Fig.1. Map of Romania figuring the NFI 4x4km and 2x2km grids

Fig.2. Years of NFI field data collection

A systematic grid of 500x500m covering the entire country territory is used to determine forest area and land use (and land use change) categories on orthophotographs.

In order to increasing the efficiency of the field work, the measurements are realized on four sub-plots of clusters located on the corners of a 250×250 m square that lies in the south-west corner of the 4×4 (2×2) km grid (Fig. 3). The field forest inventory would comprise at the end of the five-year cycle about 24.000 permanent and 5.000 temporary sample plots. Temporary sample plots would be systematically selected also.

Fig.3. Structure of a cluster: four field sample plots per grid nod

Each sample plot contains several circles (Fig. 4), as follow:

1. Two concentric circles located at 10m on east and west side of the sample plot centre for young growth measurement:

  • two circles of 1,00m radius for trees of 10cm to 50cm height;
  • two circles of 1,78m radius for trees over 50cm height and under 56mm DBH.

2. Three concentric circles located on sample plot centre:

  • a circle of 7,98m radius for measurement of sample trees with 56≥DBH≤285mm, lying deadwood and ground vegetation;
  • a circle of 12,62m radius for measurement of sample trees with DBH > 285mm;
  • a circle of 25m for description of forest site, forest type, soil characteristics and forest edges.

The set of measurements realized on each of the sub-plots was designed to not only estimate the forest resource and its growth, but also to enable accurate reporting of the carbon pools. Therefore, apart from the classical trees biometric measurements, litter and soil characteristics are described and soil samples are taken. The inventory protocol should enable in the future the estimation of mineral and organic soil layers under forest use and changes in soil organic carbon.

PROVIDED RECORDS:
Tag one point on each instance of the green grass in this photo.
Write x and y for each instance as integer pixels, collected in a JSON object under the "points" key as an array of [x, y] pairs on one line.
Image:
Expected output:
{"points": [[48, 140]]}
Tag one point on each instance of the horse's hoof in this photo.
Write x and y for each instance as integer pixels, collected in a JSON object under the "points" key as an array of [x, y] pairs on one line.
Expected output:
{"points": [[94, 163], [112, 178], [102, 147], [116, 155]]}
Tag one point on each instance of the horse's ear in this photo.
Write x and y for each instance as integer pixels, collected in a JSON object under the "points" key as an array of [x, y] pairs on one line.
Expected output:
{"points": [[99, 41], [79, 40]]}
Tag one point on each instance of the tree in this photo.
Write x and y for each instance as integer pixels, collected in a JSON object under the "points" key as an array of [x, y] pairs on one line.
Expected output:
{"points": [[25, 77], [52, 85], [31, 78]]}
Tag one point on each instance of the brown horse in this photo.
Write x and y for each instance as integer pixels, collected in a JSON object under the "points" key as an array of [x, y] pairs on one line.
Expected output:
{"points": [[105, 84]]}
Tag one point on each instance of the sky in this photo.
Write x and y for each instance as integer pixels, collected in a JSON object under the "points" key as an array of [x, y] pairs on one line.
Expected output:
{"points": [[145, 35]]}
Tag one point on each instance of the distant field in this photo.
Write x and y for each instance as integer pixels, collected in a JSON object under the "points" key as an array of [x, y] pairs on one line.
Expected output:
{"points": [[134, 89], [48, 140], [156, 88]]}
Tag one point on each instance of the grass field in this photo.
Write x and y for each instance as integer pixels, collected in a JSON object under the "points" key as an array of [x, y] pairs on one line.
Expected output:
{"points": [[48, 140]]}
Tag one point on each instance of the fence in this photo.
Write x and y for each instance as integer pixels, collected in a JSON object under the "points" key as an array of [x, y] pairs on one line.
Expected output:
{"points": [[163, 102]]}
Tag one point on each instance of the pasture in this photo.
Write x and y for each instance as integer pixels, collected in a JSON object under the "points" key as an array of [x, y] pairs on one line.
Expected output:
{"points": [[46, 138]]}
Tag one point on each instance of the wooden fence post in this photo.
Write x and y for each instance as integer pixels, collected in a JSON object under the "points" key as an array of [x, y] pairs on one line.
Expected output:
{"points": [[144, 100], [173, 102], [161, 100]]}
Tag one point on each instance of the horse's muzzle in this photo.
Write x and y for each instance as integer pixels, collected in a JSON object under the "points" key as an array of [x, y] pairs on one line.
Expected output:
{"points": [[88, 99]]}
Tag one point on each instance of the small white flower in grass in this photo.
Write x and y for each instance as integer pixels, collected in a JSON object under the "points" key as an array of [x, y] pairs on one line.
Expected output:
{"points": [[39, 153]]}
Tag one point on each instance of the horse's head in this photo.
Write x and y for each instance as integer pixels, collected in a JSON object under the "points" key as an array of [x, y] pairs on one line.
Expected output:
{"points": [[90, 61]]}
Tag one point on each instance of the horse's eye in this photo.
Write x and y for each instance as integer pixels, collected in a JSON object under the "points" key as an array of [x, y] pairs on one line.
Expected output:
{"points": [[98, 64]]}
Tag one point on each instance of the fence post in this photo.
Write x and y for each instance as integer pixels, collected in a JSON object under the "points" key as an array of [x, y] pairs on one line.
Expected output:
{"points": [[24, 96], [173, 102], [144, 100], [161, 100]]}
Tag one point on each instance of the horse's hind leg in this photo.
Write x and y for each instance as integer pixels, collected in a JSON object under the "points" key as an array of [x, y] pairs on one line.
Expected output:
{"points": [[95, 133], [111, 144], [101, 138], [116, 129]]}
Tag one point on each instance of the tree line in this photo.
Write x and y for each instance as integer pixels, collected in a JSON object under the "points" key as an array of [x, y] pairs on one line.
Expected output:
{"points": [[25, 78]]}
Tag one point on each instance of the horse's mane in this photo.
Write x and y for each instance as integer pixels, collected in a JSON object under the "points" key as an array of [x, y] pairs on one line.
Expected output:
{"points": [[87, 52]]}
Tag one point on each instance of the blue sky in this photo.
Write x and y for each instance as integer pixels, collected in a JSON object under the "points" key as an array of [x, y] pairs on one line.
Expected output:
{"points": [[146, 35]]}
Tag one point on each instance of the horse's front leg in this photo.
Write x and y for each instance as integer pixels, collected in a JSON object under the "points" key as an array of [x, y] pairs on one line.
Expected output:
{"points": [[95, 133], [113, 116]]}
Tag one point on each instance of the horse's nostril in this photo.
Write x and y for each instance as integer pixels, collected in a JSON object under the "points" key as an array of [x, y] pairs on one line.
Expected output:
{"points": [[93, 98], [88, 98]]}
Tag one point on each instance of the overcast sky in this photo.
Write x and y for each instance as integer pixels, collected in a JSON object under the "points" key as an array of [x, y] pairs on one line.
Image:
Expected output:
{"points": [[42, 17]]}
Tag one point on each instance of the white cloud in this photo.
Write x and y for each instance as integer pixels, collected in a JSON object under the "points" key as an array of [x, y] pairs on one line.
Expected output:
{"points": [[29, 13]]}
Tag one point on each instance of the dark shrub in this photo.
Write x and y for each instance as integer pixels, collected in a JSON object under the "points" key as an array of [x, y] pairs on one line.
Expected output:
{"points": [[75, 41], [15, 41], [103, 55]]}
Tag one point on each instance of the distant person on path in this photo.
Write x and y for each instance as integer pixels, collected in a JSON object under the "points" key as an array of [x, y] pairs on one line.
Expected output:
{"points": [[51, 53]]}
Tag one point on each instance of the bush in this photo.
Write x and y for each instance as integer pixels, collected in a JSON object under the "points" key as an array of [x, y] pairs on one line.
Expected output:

WHAT YOU NEED TO DO: Continue the text on the Romanian forest inventory from where it stops.

RESPONSE:
Because the NFI is the first systematic national inventory after a long period, the estimation of forest growth would rely on dendrochronological measurements. Fields crews therefore systematically core from 3 to 6 trees per plot and the increment cores are processed in order to accurately estimate trees age and to compute their growth over the last 5 years.

Fig.4. Layout of the terrestrial sample plot components. Each circle represents a different sampling zone with specific measurement and measurement rules (refer to the text for more details). Radius and surfaces are provided for each.

Estimation techniques

The estimation of the forest area is based on the total country land and inland water areas, which is known or assumed to be error-free, and the proportion of points from the 500x500m NFI grid that are on forest.

The volume estimation is based on national-wise species-specific equations, with DBH and height as input variables. These equations have a high accuracy and their coefficients of regression are personalized for 43 main tree species. For the coniferous species, the equations refer only to the stem volume, without branches. The height is measured for each sample tree.

The total drain estimates in Romania are based at the moment only on the annual statistical reports made by the forest districts and forest industry companies. The measurement in NFI permanent and temporary sample plots will be used for drain estimation in the future.

Prospects

The Romanian multi-purpose NFI based on a systematic sampling scheme started in 2008. First cycle final results are available since the end of 2012.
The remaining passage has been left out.